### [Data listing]

################

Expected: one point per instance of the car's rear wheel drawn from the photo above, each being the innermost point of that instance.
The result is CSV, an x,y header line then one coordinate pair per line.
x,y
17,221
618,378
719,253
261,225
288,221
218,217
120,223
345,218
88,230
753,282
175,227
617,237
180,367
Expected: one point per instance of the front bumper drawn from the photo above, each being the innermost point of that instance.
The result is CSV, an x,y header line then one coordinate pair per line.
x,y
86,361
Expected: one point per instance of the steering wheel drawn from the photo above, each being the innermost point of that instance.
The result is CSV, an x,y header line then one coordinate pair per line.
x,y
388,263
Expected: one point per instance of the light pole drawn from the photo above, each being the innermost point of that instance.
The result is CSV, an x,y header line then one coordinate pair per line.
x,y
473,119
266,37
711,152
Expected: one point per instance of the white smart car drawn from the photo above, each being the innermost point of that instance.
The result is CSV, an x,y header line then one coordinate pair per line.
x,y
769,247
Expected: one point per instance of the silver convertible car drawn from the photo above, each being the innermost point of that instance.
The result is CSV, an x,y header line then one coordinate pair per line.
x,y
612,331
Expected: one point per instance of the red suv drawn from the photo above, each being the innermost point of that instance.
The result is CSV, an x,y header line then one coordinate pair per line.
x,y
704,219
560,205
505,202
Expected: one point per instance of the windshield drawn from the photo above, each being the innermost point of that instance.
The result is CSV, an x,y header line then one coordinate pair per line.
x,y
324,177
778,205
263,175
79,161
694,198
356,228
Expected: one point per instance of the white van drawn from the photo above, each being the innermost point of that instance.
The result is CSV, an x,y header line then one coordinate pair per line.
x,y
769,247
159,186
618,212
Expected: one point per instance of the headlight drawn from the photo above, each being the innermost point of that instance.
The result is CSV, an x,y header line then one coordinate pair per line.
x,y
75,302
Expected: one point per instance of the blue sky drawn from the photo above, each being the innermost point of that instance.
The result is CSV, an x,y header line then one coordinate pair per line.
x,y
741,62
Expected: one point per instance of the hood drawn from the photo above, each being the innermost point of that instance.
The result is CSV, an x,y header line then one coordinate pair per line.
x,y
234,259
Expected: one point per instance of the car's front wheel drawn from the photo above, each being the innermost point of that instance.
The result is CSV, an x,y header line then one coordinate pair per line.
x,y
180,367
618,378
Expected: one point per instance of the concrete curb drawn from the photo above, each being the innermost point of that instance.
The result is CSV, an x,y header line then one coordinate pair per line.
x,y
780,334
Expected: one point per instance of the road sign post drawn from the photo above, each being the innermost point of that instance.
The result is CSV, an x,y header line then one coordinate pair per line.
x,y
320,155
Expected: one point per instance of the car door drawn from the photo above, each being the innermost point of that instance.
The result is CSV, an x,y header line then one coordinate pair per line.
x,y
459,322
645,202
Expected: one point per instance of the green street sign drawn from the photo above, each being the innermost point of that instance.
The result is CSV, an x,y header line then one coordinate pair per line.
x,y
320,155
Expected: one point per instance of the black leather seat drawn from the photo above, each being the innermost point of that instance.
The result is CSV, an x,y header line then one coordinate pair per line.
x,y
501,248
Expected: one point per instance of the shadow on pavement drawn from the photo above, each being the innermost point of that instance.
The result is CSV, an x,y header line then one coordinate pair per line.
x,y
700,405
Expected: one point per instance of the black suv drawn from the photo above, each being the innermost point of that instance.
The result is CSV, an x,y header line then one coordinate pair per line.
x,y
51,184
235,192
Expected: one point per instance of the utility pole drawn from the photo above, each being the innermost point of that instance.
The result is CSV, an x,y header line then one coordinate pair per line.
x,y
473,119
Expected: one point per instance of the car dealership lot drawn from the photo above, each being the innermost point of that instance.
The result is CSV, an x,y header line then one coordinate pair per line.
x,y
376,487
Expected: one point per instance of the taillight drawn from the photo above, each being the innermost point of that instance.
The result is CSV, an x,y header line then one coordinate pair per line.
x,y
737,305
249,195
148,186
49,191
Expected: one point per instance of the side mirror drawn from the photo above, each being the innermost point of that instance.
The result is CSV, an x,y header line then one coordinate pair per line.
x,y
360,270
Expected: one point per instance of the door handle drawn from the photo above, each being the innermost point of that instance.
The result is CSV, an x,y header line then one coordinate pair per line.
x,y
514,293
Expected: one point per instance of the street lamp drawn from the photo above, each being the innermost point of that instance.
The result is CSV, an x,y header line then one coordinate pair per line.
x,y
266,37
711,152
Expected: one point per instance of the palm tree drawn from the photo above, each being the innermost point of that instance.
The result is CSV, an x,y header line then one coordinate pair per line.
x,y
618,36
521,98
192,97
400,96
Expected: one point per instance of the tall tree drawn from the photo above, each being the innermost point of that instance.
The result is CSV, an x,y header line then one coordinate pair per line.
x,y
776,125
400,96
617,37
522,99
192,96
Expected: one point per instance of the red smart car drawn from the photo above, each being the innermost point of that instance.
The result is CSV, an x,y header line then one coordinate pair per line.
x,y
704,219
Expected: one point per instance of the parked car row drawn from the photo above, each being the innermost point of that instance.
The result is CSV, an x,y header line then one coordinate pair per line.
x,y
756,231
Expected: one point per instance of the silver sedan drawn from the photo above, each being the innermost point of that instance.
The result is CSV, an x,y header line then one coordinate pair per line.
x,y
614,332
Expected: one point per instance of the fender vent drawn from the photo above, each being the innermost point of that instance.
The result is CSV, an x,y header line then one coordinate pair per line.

################

### [Objective]
Reproduce exactly the line that holds "Expected: one point per instance of the taillight", then every line after it, ending with the final line of the records above.

### [Expected answer]
Expected: one point per instance of the taillight drawn from the photo above, each being the innermost point of that instance.
The result is CSV, an x,y header line then one coordinate pair per line.
x,y
737,305
249,195
148,186
49,191
Expected: one point per instance of the side mirror drawn from the photo above, each being the innermost point of that instance.
The result is CSV, an x,y header line then one coordinate pair per line.
x,y
360,270
Expected: one point per instance of the door handle drawn from the photo above, each being the innermost point of that instance.
The result is CSV, an x,y header line then one coordinate pair per line.
x,y
514,293
Expected: one point per instance of the street lamp drawn from the photo above, each being the innermost point of that instance.
The result is CSV, an x,y header line then one coordinate pair per line.
x,y
266,37
711,152
Expected: one point per instance of the palm tree drawn from the photo above, each being the innermost point of that instance.
The result is CSV, an x,y header line then one coordinate pair per line.
x,y
618,36
521,98
192,97
400,96
Expected: one point per instance of the tall tree drawn from the photo above, each being the innermost point of that instance.
The result is CSV, an x,y header line then one coordinate pair per line.
x,y
776,125
400,96
617,37
522,99
192,96
Expected: one point per instance of the red smart car drawn from the photo above, each being the innermost point of that instance.
The result is CSV, an x,y header line then one coordinate pair per line.
x,y
704,219
Expected: one point per instance of the parked car row drawn from the photo above, each being the innermost point of that instance.
The result is CSV, an x,y header line then one coordinate pair per line.
x,y
756,231
Expected: one point per instance of the silver sedan drawn from the photo above, each being the innermost point of that instance.
The result is CSV, an x,y header line then one coordinate pair per line.
x,y
614,332
Expected: one point per instance of the fender vent drawn from the photo above, each being the innermost point of that instance.
The result is CSV, an x,y header line then one coordinate pair per line.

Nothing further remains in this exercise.